■ What the task requires
Rewrite the records starting at the line that contains "Shelf-audit tagging: for every instance of the tall" and ending at the last line of the records, swapping "tall tree" for "large tree" and keeping everything else the same. Return only those lines.

━━━━

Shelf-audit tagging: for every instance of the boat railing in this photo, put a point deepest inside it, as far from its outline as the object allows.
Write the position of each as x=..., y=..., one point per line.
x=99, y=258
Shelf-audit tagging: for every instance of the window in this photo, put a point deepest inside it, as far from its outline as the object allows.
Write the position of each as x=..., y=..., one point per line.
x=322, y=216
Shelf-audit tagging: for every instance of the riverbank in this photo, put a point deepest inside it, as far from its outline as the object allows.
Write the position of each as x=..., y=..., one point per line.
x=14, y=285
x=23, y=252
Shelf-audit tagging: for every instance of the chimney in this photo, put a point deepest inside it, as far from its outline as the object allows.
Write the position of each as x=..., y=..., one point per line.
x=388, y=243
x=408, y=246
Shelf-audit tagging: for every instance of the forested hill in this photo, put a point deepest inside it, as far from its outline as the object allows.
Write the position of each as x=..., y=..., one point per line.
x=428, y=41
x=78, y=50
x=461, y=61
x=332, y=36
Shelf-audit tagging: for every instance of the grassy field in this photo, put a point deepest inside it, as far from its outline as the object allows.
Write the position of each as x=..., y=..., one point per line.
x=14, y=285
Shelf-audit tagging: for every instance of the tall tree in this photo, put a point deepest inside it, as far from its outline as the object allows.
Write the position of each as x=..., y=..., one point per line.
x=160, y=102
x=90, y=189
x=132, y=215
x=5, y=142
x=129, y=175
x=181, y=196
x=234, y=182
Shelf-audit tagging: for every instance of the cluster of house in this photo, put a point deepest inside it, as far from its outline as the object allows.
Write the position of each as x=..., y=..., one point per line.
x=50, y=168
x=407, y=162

━━━━

■ Correct output
Shelf-audit tagging: for every instance of the large tree in this photo, put a point deepest inside it, as far from its outline as the object allows.
Write the position of each as x=..., y=..., one point per line.
x=160, y=102
x=90, y=189
x=132, y=215
x=5, y=142
x=129, y=175
x=181, y=196
x=234, y=182
Shelf-audit tagging: for every instance of the cluster of house in this photo, put a point deepest inside it, as far from its outline as the object allows.
Write the position of each as x=..., y=..., one point per line.
x=50, y=168
x=407, y=162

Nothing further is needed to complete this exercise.